EXERCISE TEXT
○ ○ ○ ○ ○ ○ ○

Mr Foote's Other Leg: ★★★★ from The Observer

Posted on 29 September 2015.

Posted in: Theatre Reviews

Mr Foote's Other Leg: ★★★★ from The Observer

Mr Foote’s Other Leg: ‘Gusto and sorrow at the dawn of celebrity’
By Susannah Clapp, The Observer

You don’t often see a playwright appearing in his own work these days. But Ian Kelly, who has adapted his own book for the stage, is an impressively goofy Prince George (later III). Mr Foote’s Other Leg uses splendid Samuel Foote to irradiate the 18th century, in which intimate confessions spilled into the public, celebrity culture was born and exploration into human consciousness took off. It is also a self-confessed ode to the theatre.

Actually, more than one kind of theatre: operating as well as stage. Each episode of Foote’s life could make a play. He was an actor and manager who staged Othello as a comedy, took to the boards in frocks, has a claim to have invented improv, niftily evaded the censors by staging his shows as “tea parties”, and was accused of sodomy by a footman.

Yet in his lifetime he was most famous for having one leg. A riding accident demanded immediate amputation. The operation provides a riveting, ghastly scene, with John Hunter, scientist and surgeon, yelling out each incision as if he were hawking veins. This is the pivot of Richard Eyre’s rumbustious production, which is crammed to over-spilling with gusto and sorrow.

Foote hopped around on a wooden leg made by puppet-makers in Covent Garden: theatre propping up life once again. His life as a one-legged actor spawned a medley of winking puns – as well as Peter Cook and Dudley Moore’s Tarzan sketch. Yet his character had changed. He lost his sense of the boundaries between private and public, offstage and on. As a personality he is both of his time and strangely of ours.

Dervla Kirwan is enchanting – frilly and filthy – as Peg Woffington, in “breeches” roles. As Foote, Simon Russell Beale is sumptuous in plumes and bosom-promoting bodices, shorn and sunken without his wigs. What other actor can turn so quickly from dimple to dismay? Who else can seem so utterly both Roundhead and Cavalier?

Forbes Masson’s incisive Hunter demonstrates how, when forensically shaped, stage romp and roar can provide a far-reaching metaphor. He talks of the mind flitting across the brain like an actor across the boards.

○ ○ ○ ○ ○ ○ ○

DATA SUPPLIED

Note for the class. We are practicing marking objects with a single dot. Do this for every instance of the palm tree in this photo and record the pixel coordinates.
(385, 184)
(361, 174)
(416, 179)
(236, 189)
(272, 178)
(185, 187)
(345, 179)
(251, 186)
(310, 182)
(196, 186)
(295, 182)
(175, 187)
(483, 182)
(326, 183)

○ ○ ○ ○ ○ ○ ○

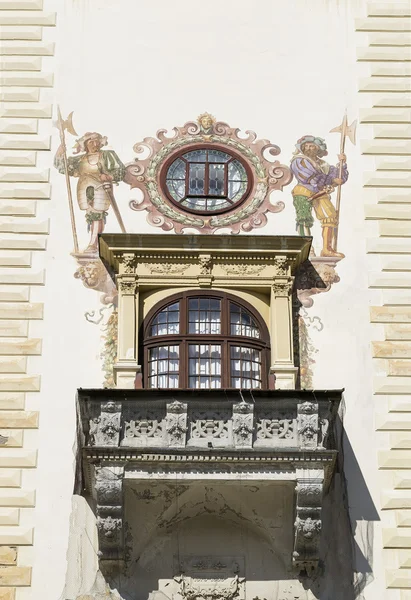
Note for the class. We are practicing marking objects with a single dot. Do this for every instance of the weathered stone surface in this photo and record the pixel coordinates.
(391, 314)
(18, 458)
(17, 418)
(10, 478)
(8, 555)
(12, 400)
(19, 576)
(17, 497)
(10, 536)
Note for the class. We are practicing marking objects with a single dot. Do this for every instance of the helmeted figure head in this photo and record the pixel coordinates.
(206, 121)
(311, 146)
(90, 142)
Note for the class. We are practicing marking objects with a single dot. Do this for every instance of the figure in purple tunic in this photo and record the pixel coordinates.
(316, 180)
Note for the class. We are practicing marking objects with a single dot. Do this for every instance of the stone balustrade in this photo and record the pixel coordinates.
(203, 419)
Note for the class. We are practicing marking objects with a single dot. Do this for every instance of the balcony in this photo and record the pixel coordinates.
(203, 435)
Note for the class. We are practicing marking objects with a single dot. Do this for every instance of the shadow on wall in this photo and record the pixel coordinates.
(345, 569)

○ ○ ○ ○ ○ ○ ○

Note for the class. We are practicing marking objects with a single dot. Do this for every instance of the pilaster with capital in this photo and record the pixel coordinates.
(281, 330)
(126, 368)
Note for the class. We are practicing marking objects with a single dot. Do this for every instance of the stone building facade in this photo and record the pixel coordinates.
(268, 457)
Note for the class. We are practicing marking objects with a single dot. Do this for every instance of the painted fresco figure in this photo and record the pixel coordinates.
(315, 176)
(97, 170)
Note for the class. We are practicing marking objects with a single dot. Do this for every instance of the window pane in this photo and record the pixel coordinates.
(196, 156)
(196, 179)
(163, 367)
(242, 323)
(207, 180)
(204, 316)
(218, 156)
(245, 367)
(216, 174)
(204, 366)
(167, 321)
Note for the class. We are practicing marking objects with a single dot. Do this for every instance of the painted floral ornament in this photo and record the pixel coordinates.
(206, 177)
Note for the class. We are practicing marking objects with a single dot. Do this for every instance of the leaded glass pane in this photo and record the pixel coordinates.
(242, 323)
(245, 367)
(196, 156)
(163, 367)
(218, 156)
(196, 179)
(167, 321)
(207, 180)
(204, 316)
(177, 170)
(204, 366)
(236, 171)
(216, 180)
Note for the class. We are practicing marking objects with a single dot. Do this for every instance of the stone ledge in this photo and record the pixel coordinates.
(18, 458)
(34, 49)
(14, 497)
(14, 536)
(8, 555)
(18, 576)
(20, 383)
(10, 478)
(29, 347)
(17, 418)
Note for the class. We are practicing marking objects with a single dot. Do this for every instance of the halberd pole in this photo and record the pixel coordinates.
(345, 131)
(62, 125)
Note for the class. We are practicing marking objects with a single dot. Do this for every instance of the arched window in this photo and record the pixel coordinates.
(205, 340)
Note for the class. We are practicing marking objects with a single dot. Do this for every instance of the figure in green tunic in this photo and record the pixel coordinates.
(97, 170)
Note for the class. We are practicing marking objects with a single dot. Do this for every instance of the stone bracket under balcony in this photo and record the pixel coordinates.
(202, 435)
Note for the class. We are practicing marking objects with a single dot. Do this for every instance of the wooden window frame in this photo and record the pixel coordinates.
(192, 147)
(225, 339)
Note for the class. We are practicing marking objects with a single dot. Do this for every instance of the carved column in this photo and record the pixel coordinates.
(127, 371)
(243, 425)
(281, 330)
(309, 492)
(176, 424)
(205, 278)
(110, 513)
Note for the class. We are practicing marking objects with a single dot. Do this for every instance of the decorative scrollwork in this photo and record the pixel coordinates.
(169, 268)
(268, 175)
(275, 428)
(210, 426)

○ ○ ○ ○ ○ ○ ○

TASK INSTRUCTIONS
In the theater review, who made the wooden leg that Foote hopped around on? The records are separate material with no connection to the theater review.

TASK RESULT
Puppet-makers in Covent Garden made it.